**Lesetext**

_ _ _ _ _ _ _

Die 23-Jährige Langsprinterin Luna Thiel hält trotz einer langen Verletzungsserie am Leistungssport fest. Ihr Ziel: schneller zu sein als sie selbst.

Sieg bei den 400 Metern: Luna Thiel beim ISTAF Meeting 2022 im Berliner Olympiastadion Foto: Christophe Gateau/dpa

Hamburg taz | Am vergangenen Wochenende bei den Deutschen Leichtathletik-Meisterschaften in Kassel hat Luna Thiel vom VfL Wolfsburg wieder einmal das geschafft, was niemand für möglich gehalten hatte: In 53:71 Sekunden sprintete sie die 400-Meter-Bahn, kam damit auf Platz acht.

„Diese Saison wirst du nicht laufen können“, sagte ihr Orthopäde noch am Anfang des Jahres. Die MRT-Bilder ihrer Schienbeine sähen gruselig aus. Vier Ermüdungsbrüche hatten sie erlitten. „Ich wollte nicht schon wieder ausfallen“, erinnert sich Thiel.

Erst in 2020 musste die in Hannover lebende Thiel die gesamte Saison aufgrund einer Darmerkrankung aussetzen. Mit ihrem Comeback setzte sie ihren kometenhaften Aufstieg fort: Einen Titel nach dem nächsten gewann die Sprinterin, bei allen namhaften Wettkämpfen stand sie nicht nur im Startblock, immer lief sie als eine der ersten ins Ziel.

_ _ _ _ _ _ _

**Auftrag**
Gib aus dem Lesetext den Abschnitt wörtlich wieder, der bei den Worten „Hamburg taz |“ beginnt und nach den Worten „erinnert sich Thiel.“ endet.

Gespeicherte Daten:
_ _ _ _ _ _ _

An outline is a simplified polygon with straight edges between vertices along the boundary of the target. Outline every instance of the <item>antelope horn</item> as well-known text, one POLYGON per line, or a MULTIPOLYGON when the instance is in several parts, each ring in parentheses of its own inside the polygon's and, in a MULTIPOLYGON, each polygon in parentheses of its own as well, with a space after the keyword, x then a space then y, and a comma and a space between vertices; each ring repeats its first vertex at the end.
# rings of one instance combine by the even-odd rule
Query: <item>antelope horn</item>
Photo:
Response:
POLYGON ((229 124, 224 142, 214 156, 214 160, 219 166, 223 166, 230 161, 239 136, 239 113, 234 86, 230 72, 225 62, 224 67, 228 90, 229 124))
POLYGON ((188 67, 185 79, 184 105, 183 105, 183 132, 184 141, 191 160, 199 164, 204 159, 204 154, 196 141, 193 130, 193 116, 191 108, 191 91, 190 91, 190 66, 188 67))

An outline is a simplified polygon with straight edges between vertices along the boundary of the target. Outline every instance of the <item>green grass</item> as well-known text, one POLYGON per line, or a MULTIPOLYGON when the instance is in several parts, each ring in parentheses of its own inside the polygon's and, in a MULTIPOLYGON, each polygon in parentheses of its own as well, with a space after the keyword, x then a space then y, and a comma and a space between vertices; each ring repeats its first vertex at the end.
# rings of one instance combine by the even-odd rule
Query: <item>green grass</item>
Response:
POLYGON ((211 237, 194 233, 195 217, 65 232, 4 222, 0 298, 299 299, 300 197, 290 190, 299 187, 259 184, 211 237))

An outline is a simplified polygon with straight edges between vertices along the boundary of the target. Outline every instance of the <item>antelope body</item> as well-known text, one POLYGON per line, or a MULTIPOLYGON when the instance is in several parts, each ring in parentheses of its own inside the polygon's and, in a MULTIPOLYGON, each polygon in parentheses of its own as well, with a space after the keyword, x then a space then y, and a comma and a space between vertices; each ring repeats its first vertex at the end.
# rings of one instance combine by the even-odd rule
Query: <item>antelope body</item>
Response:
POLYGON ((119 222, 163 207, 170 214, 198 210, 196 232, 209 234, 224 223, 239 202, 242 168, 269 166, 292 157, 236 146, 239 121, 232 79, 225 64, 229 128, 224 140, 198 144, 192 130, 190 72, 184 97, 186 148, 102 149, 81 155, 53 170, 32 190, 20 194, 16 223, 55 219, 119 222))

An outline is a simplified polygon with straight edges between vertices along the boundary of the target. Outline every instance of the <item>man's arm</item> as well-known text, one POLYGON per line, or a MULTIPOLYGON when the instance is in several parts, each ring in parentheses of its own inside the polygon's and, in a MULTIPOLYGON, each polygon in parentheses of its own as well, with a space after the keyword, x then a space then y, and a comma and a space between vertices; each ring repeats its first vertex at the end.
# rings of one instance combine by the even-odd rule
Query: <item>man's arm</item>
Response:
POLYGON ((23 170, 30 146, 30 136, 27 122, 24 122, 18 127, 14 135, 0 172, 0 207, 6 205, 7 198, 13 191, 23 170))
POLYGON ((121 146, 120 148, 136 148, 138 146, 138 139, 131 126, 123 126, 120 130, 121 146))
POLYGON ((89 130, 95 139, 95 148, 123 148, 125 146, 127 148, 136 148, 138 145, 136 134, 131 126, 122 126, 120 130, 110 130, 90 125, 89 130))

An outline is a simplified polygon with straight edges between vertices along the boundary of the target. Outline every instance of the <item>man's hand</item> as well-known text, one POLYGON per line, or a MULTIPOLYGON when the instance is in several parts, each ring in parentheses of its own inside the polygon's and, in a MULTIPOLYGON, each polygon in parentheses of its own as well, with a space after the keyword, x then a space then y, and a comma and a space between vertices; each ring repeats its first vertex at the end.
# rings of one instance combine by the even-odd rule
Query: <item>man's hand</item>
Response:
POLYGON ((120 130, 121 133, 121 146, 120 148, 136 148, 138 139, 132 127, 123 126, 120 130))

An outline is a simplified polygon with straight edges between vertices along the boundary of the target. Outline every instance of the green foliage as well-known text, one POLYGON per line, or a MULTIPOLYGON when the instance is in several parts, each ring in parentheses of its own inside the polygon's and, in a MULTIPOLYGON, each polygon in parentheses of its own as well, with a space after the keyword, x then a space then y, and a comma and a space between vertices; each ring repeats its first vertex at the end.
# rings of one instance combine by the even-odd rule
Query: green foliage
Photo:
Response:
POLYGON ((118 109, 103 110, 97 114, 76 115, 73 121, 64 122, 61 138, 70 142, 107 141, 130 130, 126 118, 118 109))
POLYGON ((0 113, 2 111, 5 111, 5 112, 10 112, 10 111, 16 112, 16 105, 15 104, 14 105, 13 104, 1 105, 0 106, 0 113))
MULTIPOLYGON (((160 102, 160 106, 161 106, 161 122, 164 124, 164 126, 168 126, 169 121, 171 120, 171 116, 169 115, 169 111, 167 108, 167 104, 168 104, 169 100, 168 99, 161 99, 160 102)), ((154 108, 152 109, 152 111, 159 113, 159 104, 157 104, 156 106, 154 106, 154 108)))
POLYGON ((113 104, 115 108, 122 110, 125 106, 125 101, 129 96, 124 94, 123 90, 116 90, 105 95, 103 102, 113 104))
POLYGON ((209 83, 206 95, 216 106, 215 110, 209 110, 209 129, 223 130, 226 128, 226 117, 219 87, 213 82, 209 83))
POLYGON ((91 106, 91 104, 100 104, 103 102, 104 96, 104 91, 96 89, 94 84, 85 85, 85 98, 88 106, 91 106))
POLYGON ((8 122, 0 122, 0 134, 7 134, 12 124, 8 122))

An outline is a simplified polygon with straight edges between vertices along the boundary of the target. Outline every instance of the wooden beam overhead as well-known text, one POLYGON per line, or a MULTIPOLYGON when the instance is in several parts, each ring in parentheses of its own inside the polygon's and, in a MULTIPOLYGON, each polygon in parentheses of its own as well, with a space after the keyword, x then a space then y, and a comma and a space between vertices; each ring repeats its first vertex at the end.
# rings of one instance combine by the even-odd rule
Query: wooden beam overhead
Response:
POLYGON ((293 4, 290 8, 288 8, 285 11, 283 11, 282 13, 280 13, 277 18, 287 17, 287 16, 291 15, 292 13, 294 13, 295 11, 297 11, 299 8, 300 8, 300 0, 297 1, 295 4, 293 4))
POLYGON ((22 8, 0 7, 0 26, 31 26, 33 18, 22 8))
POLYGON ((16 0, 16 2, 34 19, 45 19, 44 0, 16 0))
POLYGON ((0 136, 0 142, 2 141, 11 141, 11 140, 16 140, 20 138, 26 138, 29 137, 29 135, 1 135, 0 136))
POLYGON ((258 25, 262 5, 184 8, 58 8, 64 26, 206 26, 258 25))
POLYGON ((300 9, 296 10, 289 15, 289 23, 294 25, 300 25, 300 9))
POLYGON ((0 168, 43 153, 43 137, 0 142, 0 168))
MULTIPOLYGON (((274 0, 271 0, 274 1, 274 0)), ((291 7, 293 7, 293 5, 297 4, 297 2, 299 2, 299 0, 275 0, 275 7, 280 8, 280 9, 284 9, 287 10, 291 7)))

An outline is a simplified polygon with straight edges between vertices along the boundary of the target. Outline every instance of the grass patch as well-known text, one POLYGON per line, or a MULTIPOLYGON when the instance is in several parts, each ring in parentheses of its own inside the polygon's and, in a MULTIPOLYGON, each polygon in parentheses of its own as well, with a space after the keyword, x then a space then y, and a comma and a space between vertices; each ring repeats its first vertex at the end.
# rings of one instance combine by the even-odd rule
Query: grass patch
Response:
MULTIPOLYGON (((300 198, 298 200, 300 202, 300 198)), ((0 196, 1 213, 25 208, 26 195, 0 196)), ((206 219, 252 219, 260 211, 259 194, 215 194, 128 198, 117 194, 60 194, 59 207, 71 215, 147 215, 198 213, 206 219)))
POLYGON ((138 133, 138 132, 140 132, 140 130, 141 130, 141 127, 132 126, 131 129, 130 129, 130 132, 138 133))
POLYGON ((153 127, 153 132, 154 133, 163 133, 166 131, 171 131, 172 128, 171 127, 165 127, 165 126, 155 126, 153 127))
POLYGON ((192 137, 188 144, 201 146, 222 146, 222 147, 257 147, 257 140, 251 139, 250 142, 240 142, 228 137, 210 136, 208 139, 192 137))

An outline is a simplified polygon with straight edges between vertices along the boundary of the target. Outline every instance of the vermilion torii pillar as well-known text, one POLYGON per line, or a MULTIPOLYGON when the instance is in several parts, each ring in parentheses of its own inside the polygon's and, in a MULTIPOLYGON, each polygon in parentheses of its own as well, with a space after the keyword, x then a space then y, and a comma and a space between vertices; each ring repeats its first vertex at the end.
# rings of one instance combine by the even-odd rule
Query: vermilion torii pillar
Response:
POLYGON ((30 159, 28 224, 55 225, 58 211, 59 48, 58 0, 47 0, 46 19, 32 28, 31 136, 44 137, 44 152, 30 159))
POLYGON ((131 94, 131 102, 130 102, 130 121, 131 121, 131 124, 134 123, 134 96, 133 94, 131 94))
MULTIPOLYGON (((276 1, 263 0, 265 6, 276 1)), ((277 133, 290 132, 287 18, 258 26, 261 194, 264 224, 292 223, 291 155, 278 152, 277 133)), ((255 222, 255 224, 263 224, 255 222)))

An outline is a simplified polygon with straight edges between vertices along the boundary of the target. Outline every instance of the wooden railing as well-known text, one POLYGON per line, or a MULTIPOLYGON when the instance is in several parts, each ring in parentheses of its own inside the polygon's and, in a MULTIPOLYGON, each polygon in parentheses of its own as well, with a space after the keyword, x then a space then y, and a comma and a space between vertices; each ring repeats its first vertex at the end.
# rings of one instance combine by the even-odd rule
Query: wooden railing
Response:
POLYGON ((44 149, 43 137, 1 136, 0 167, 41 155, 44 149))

_ _ _ _ _ _ _

**Erledigte Aufgabe**
Hamburg taz | Am vergangenen Wochenende bei den Deutschen Leichtathletik-Meisterschaften in Kassel hat Luna Thiel vom VfL Wolfsburg wieder einmal das geschafft, was niemand für möglich gehalten hatte: In 53:71 Sekunden sprintete sie die 400-Meter-Bahn, kam damit auf Platz acht.

„Diese Saison wirst du nicht laufen können“, sagte ihr Orthopäde noch am Anfang des Jahres. Die MRT-Bilder ihrer Schienbeine sähen gruselig aus. Vier Ermüdungsbrüche hatten sie erlitten. „Ich wollte nicht schon wieder ausfallen“, erinnert sich Thiel.